───── Passage given ─────
Like ID 20154519024544-322, this vehicle also goes to camping 4 by way of general-gate 7 and is at camping 4 for 10 days. Except instead of exiting entrance 0 where they came in, they go out entrance 2 on the other side of the park, which is strange for how out of the way entrance 2 seems to the rest of their movements. See animation below.

#plot of movements of id 20153628063656-228
fig8 <- lekagul_traffic %>% 
  filter(car_id == "20153628063656-228") %>% 
  plot_ly(x = ~X,
    y = ~Y,
    frame = ~datetime,
    type = 'scatter',
    mode = 'markers',
    color = ~car_id) %>%
    layout(
      title = "Movements of ID 20153628063656-228",
      images = list(source = "https://raw.githubusercontent.com/mariumtapal/sds325-dc3/master/data/Sensor%20Data/MapLargeLabels.jpg",
           xref = "x",
           yref = "y",
           x = 0,
           y = 200,
           sizex = 200,
           sizey = 200,
           sizing = "stretch",
           opacity = 1,
           layer = "below")) 

fig8 <- fig8 %>% layout(
    xaxis = list(range = c(0, 200)),
    yaxis = list(range = c(0, 200)))
fig8

Other Vehicle Types (2P, 4, 5, and 6)

For all other vehicle types, we did not see any IDs with highly unusual numbers of movements for their type.

For type 2P, the typical range of movements was between 6 and 49.

For type 4, the typical range of movements was between 3 and 14.

For types 5 and 6, the typical range of movements was between 2 and 9.
─────
■ Written problem A: Extract the portion of the vehicle-movement text between "For type 2P, the" and "between 2 and 9.", inclusive, keeping every character unchanged.
■ Written problem B: Continue the text on park vehicle movements, picking up right after its final sentence.
The listing has no connection to the vehicle-movement text.
───── Dataset rows ─────
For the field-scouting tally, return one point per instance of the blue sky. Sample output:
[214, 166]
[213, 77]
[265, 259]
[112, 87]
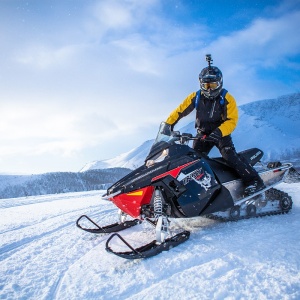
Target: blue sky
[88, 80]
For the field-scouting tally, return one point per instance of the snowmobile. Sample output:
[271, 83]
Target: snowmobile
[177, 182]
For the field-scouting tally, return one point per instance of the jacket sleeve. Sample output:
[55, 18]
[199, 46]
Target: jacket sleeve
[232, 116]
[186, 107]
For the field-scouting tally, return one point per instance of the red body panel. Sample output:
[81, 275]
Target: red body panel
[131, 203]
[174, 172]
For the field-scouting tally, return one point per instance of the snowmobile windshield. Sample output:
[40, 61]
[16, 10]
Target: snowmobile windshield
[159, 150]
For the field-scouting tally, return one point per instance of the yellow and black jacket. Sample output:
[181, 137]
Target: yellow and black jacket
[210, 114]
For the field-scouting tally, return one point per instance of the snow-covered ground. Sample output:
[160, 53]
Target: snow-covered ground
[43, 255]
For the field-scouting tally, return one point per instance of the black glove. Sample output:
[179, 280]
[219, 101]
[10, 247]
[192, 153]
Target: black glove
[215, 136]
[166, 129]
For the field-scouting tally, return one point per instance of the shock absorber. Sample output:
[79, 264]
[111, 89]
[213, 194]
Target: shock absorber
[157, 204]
─────
───── Dataset rows ─────
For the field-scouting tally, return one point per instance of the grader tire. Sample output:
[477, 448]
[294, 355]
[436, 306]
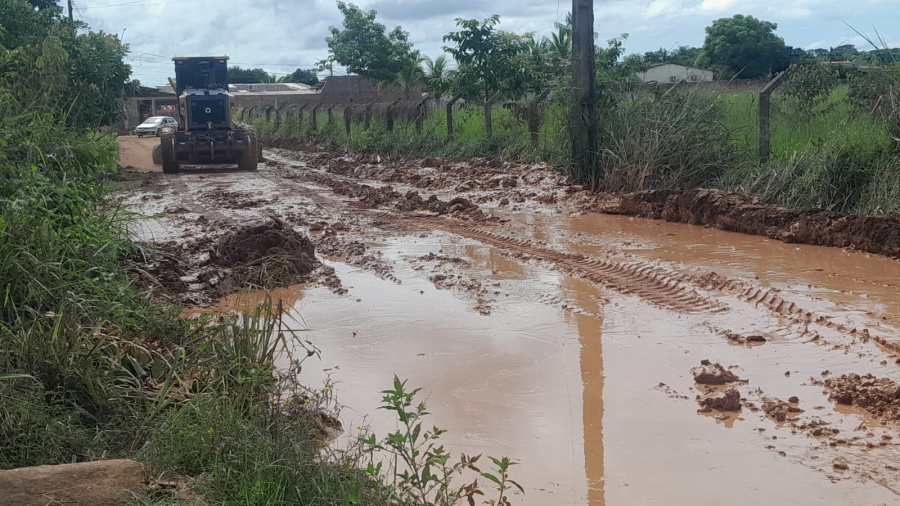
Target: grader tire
─────
■ Response A:
For type 2P, the typical range of movements was between 6 and 49.

For type 4, the typical range of movements was between 3 and 14.

For types 5 and 6, the typical range of movements was between 2 and 9.

■ Response B:
Some activities may deviate from an established pattern or are just difficult to explain from what you know of a situation. Describe any unusual patterns (either single day or multiple days) and highlight why you find them unusual.

What are the top 3 patterns you discovered that you suspect could be most impactful to bird life in the preserve?

In looking at the multi-day movements of different vehicles in the preserve, we noticed that several of the vehicles with large numbers of movements passed through general-gate 7 when it seemed somewhat out of their way to do so. Because general-gate 7 is nearby several of the sensors, we thought this could be a location for chemical dumping, which would heavily impact the bird life.

Additionally, there were a couple vehicles that went in or out entrance 3, which is right around all of the factories and sensors and could be further related to chemical dumping.

What does the Sensor Data tell us?

Turning your attention to the sensor data, characterize the sensors’ performance and operation. Are they all working properly?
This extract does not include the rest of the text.